++++ KUTIPAN TEKS ++++
Baca berita dengan sedikit iklan, klik di sini

Wawancara

Kami Tak Akan Berhenti Menyelesaikan Kasus BLBI

Wakil Ketua Komisi Pemberantasan Korupsi Laode Muhammad Syarif

13 Juli 2019 | 00.00 WIB

Wakil Ketua Komisi Pemberantasan Korupsi Laode Muhammad Syarif/ TEMPO/Imam Sukamto
Perbesar
Wakil Ketua Komisi Pemberantasan Korupsi Laode Muhammad Syarif/ TEMPO/Imam Sukamto

Baca berita dengan sedikit iklan, klik di sini

slot-iklan-300x100

Kerja panjang ­Komisi Pemberantasan Korup­si terancam buyar. Sya­fruddin Arsyad Temenggung, terdakwa ka­­sus korupsi penerbit­an surat keterangan lunas Bantuan Likuiditas Bank Indonesia, dilepaskan dari tuntutan berdasarkan putusan kasasi Mahkamah Agung pada Selasa, 9 Juli lalu.

KPK mengusut korupsi BLBI sejak 2013. Titik terang baru mereka dapatkan dua tahun lalu sehingga dapat menjerat Syafruddin. Mantan Kepala Badan Penyehatan Perbankan Nasional itu disebut melakukan korupsi bersama pengusaha Sjamsul Nursalim dan istrinya, Itjih Nursalim, sehingga membuat negara merugi Rp 4,58 triliun. KPK menetapkan Sjamsul sebagai tersangka pada Juni lalu. Syafruddin dija­tuhi vonis 13 tahun penjara dan denda Rp 700 miliar di Pengadilan Tindak Pidana Korupsi, yang lalu diperberat menjadi 15 tahun penjara dan denda Rp 1 miliar setelah banding di Pengadilan Tinggi DKI Jakarta, Januari lalu.
++++
TUJUAN LATIHAN:
a. Jawab pertanyaan berikut berdasarkan teks tentang kasus BLBI.
(i) Sejak tahun berapa KPK mengusut korupsi BLBI?
(ii) Berapa kerugian negara yang disebut akibat korupsi tersebut?
(iii) Pada hari dan tanggal berapa putusan kasasi Mahkamah Agung dijatuhkan?
b. Tentukan apakah setiap pernyataan di bawah ini sesuai dengan teks tentang kasus BLBI. Jawab ya atau tidak, lalu kutip kata-kata penentunya dari teks.
(i) Syafruddin Arsyad Temenggung adalah mantan Kepala Badan Penyehatan Perbankan Nasional.
(ii) Di Pengadilan Tindak Pidana Korupsi, Syafruddin divonis 15 tahun penjara.
(iii) KPK menetapkan Sjamsul Nursalim sebagai tersangka pada bulan Juni.
c. Tolong tulis lanjutan teks tentang kasus BLBI, dimulai setelah kalimat terakhirnya.
++++ BAHAN YANG DISEDIAKAN ++++
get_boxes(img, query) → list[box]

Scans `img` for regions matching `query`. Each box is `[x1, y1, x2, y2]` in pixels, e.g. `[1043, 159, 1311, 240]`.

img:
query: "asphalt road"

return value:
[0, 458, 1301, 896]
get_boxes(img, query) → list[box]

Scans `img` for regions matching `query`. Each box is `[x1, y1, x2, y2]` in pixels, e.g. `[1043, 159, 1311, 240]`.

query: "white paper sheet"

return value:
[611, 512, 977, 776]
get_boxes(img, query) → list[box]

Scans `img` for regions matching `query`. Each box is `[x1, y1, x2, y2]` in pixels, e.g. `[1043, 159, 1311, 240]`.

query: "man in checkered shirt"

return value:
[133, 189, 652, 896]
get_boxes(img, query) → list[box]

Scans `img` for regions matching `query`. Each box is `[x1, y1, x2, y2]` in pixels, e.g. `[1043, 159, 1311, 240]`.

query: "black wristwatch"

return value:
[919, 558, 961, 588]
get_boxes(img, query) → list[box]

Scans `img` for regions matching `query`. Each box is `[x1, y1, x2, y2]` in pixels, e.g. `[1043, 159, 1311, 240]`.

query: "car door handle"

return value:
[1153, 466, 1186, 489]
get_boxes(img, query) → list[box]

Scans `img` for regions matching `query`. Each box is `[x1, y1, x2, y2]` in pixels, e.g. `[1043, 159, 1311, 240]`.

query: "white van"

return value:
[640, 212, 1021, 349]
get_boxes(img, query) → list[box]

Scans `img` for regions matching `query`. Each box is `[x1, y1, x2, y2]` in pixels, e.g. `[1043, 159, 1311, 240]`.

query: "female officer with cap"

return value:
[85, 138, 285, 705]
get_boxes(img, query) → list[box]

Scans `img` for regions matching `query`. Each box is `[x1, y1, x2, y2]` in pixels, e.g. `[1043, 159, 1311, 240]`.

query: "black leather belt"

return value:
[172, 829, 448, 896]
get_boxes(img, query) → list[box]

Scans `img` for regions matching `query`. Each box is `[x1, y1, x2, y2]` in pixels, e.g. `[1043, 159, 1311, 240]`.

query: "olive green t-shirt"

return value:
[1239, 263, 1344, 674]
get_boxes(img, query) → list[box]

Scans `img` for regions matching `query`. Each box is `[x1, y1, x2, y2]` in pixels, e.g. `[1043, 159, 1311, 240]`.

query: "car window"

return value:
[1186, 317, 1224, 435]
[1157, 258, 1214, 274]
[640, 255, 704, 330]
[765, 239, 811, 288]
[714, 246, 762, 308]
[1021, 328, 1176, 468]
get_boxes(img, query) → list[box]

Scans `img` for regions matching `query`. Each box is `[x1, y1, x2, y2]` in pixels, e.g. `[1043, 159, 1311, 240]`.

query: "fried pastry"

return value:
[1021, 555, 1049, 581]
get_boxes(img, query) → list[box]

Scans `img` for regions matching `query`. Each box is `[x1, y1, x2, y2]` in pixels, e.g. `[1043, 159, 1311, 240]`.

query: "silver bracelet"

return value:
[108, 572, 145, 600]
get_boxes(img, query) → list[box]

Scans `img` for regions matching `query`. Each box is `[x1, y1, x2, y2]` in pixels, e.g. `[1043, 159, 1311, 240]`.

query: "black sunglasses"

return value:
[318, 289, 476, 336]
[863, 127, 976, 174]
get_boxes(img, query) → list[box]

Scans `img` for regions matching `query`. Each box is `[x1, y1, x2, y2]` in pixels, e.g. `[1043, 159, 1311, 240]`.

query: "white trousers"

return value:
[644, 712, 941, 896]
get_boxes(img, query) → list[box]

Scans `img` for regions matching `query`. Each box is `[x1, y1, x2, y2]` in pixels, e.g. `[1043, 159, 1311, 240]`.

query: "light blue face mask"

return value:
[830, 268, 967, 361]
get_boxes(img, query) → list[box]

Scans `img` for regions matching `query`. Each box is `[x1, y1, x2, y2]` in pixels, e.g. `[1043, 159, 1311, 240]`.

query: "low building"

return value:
++++
JAWABAN LATIHAN:
a.
(i) Sejak 2013.
(ii) Rp 4,58 triliun.
(iii) Selasa, 9 Juli.

b.
(i) Ya: "Mantan Kepala Badan Penyehatan Perbankan Nasional itu disebut melakukan korupsi bersama pengusaha Sjamsul Nursalim"
(ii) Tidak: "vonis 13 tahun penjara dan denda Rp 700 miliar di Pengadilan Tindak Pidana Korupsi"
(iii) Ya: "KPK menetapkan Sjamsul sebagai tersangka pada Juni lalu."

c.
Dalam kasasi di Mahkamah Agung, semuanya berbalik. Tiga hakim agung memberikan tiga penda­pat berbeda. Satu hakim menyatakan Syafruddin bersalah karena korupsi, satu menyebut tindakannya sebagai perbuatan perdata, dan satu lainnya menganggap itu pelanggaran administrasi. “Ini pertama kalinya terjadi dalam sejarah Mahkamah Agung,” kata Wakil Ketua KPK Laode Muhammad Syarif, 54 tahun, dalam wawancara khusus dengan Tempo.

Ia mengatakan banyak kejanggalan dalam putusan Mahkamah Agung tersebut, dari tata bahasa yang berantakan, kemunculannya yang tepat pada hari terakhir masa penahanan, dan, untuk pertama kalinya, terdapat tiga kesimpulan dari tiga hakim agung. “Kami berharap Mahkamah Agung tidak melukai rasa keadilan masyarakat,” ujarnya.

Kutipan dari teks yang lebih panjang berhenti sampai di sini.